[Exercise prompt] Please count the lines of data that contain the string "ceiling", matching case exactly, and give only the number.

>> BEGIN Supplied records

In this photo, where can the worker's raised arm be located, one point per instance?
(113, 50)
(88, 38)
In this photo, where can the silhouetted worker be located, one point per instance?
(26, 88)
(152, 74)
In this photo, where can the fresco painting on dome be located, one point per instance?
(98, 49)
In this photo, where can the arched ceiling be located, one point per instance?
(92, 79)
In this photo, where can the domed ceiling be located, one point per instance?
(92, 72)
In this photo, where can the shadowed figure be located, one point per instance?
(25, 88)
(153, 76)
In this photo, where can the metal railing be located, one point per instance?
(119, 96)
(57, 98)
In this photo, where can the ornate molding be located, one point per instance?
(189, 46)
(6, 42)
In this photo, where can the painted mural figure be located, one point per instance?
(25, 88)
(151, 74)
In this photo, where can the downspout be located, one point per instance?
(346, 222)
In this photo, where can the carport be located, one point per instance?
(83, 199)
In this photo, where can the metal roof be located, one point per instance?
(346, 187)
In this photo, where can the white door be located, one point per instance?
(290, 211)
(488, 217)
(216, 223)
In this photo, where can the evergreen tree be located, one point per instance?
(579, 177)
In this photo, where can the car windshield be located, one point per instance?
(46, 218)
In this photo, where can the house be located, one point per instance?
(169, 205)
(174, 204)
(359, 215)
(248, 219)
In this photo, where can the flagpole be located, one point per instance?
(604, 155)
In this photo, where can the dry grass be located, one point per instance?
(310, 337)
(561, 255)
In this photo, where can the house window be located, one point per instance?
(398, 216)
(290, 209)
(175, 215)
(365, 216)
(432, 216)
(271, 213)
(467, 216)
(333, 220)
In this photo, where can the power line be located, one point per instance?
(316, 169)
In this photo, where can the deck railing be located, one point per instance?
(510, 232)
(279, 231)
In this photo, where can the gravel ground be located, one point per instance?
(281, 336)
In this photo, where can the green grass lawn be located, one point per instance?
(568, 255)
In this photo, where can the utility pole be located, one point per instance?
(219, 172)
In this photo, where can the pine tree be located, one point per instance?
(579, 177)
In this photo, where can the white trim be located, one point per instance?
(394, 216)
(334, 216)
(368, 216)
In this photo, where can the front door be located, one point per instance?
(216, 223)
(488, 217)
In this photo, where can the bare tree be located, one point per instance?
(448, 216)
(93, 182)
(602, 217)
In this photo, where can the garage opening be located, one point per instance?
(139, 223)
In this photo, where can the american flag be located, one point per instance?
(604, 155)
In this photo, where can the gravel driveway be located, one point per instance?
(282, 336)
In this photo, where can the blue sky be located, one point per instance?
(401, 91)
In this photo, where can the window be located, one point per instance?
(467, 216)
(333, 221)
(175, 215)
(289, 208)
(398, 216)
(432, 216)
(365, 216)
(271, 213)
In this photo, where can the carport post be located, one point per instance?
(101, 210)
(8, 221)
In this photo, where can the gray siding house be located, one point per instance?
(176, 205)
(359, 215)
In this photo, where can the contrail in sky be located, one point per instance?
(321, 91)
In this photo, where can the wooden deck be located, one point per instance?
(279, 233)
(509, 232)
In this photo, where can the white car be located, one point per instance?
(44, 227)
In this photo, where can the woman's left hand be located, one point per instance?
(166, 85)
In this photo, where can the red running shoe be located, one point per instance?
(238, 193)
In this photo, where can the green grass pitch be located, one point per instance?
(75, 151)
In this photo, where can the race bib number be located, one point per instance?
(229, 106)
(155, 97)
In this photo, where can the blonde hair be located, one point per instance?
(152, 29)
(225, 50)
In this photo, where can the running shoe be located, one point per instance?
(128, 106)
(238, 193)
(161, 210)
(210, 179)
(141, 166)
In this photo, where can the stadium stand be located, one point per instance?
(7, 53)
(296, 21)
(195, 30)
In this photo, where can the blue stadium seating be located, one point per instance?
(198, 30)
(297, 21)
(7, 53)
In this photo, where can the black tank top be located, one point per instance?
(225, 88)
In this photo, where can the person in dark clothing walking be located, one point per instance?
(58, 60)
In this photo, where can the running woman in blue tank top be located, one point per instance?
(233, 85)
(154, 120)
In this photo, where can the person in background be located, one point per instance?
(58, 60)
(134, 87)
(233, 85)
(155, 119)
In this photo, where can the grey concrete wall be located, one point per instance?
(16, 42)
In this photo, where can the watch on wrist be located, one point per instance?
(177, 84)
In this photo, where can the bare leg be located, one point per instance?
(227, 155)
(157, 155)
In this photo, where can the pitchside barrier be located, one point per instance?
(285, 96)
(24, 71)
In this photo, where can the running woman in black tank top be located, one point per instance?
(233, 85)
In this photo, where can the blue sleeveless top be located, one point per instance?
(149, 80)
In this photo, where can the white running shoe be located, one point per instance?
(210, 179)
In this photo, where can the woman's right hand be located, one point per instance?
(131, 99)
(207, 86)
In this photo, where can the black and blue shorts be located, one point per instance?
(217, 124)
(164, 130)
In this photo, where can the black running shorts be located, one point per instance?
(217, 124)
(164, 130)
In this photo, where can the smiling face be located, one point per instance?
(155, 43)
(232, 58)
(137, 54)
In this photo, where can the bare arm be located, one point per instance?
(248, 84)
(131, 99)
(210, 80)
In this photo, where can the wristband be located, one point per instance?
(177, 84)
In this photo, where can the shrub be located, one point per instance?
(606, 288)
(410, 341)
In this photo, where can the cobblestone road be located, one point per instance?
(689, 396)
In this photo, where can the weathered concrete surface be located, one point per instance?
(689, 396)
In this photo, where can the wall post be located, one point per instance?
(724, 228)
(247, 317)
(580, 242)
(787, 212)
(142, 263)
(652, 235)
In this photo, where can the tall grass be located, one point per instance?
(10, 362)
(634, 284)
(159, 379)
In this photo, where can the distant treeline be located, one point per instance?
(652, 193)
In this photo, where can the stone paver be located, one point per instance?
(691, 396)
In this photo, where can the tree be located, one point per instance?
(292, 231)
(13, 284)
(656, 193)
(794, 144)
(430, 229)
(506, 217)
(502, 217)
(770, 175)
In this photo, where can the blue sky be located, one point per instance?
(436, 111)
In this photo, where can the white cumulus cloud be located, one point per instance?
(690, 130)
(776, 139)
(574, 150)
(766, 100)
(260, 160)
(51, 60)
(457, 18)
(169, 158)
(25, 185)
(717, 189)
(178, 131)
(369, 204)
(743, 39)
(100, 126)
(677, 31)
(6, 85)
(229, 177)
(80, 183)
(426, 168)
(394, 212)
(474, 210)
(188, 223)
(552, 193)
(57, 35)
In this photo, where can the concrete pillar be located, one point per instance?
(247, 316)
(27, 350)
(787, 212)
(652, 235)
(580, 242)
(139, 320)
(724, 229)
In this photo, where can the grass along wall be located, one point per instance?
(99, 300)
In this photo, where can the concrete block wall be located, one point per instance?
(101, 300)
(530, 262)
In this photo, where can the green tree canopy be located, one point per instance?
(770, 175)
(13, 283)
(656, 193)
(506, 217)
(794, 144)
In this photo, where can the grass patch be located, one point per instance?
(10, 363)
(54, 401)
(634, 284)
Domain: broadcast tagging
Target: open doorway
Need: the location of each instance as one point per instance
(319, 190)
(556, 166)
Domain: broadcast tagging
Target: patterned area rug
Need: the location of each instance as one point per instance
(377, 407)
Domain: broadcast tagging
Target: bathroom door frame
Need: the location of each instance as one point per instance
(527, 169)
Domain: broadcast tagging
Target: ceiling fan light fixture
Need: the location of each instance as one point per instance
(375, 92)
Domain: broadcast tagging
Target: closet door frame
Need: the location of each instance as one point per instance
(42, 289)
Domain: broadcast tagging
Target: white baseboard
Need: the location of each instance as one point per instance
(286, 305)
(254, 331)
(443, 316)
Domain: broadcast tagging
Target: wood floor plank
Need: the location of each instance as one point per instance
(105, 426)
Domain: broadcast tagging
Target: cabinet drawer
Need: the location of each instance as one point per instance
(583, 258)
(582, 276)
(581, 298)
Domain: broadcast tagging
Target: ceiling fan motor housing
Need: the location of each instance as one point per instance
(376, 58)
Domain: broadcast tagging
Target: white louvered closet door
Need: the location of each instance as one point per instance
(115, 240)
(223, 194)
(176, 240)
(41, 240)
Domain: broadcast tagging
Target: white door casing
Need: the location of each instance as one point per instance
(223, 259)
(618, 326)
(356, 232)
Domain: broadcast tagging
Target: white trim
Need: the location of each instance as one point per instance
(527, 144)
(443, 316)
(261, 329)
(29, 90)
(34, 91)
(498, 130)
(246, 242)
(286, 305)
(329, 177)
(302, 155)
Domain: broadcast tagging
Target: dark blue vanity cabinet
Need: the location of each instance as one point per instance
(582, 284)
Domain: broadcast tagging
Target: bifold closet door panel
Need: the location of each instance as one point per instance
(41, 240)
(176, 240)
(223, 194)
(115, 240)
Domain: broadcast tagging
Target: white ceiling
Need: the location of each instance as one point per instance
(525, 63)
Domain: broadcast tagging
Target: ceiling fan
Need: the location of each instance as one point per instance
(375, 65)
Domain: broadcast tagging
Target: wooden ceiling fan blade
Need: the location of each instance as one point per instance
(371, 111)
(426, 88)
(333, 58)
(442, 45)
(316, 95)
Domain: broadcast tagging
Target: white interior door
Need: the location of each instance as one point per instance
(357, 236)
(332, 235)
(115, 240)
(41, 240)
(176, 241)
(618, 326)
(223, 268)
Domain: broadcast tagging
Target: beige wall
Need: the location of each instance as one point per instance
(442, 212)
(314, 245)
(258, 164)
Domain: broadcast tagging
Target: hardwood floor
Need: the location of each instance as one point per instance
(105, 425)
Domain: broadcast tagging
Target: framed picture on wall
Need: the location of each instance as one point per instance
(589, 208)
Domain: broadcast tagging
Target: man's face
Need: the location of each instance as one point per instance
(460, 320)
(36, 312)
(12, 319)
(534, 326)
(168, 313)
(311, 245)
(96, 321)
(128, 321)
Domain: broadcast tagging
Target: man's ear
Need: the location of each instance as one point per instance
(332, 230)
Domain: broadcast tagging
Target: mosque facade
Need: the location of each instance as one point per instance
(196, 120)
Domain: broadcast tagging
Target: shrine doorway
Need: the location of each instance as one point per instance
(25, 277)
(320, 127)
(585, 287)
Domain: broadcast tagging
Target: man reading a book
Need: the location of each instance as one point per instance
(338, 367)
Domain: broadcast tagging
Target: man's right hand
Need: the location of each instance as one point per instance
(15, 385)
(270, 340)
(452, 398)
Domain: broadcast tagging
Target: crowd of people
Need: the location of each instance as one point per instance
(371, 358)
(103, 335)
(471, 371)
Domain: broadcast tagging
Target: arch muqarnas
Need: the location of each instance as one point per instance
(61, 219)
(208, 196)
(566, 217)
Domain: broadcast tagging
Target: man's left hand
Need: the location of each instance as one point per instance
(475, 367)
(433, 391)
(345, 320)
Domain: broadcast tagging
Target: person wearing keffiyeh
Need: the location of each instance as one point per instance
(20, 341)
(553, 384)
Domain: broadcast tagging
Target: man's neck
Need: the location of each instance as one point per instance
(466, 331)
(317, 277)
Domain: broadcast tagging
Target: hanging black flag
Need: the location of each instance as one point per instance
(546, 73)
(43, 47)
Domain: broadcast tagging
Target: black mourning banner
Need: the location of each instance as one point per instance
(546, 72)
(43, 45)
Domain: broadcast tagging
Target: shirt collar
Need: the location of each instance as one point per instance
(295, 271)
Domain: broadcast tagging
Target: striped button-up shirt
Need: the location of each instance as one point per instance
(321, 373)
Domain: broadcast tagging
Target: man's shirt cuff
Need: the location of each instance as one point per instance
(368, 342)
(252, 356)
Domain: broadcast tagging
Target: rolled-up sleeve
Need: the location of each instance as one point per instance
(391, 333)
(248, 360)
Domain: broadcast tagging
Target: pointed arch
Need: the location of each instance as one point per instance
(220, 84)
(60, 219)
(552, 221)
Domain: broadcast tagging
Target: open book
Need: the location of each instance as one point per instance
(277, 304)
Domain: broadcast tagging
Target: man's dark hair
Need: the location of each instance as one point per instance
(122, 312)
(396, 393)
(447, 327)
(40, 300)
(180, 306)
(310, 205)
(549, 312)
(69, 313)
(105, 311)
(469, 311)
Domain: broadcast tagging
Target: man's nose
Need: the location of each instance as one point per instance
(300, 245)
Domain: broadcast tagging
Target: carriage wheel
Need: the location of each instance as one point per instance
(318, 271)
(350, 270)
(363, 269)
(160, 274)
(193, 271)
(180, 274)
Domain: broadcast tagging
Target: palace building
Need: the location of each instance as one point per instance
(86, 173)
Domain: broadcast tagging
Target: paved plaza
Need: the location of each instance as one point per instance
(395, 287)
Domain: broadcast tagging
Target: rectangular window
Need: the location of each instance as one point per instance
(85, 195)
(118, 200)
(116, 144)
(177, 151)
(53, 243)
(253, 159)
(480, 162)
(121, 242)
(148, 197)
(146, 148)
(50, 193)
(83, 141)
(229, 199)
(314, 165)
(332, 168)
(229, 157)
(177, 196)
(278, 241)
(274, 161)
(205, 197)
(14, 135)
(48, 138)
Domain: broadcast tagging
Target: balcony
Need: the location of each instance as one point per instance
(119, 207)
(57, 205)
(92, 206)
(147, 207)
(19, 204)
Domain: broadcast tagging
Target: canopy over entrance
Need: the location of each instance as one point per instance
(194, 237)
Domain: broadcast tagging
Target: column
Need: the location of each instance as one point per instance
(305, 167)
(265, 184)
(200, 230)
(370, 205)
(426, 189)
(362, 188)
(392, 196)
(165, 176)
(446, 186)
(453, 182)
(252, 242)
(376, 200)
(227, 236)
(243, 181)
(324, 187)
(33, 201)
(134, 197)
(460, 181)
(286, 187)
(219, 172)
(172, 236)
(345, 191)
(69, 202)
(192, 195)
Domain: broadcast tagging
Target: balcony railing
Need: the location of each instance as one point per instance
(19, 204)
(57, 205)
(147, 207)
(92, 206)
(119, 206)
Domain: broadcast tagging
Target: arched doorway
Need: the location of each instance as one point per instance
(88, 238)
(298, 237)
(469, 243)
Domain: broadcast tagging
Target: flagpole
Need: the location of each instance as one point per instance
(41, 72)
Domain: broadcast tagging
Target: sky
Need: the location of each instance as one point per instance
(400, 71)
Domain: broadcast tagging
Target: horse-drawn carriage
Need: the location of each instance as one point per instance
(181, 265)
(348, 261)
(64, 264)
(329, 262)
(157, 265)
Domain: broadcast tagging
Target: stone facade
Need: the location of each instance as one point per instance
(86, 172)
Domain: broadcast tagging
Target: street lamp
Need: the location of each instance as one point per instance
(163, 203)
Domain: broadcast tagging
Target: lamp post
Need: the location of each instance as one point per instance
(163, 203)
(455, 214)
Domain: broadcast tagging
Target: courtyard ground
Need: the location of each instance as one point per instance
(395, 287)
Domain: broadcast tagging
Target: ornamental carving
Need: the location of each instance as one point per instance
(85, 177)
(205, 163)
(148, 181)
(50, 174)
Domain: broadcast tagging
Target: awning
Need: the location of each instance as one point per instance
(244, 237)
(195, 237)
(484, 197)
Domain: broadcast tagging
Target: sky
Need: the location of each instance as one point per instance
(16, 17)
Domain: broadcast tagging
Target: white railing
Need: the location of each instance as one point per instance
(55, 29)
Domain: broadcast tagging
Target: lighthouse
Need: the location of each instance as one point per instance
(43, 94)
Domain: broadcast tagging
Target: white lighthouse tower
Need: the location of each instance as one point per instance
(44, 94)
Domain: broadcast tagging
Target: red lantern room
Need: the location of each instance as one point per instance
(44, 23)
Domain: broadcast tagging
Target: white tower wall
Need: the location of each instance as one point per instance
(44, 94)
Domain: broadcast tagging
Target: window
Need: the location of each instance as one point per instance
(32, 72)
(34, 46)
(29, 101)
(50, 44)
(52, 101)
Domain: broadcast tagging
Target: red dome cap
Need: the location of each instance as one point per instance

>> END Supplied records

[Finished exercise] 7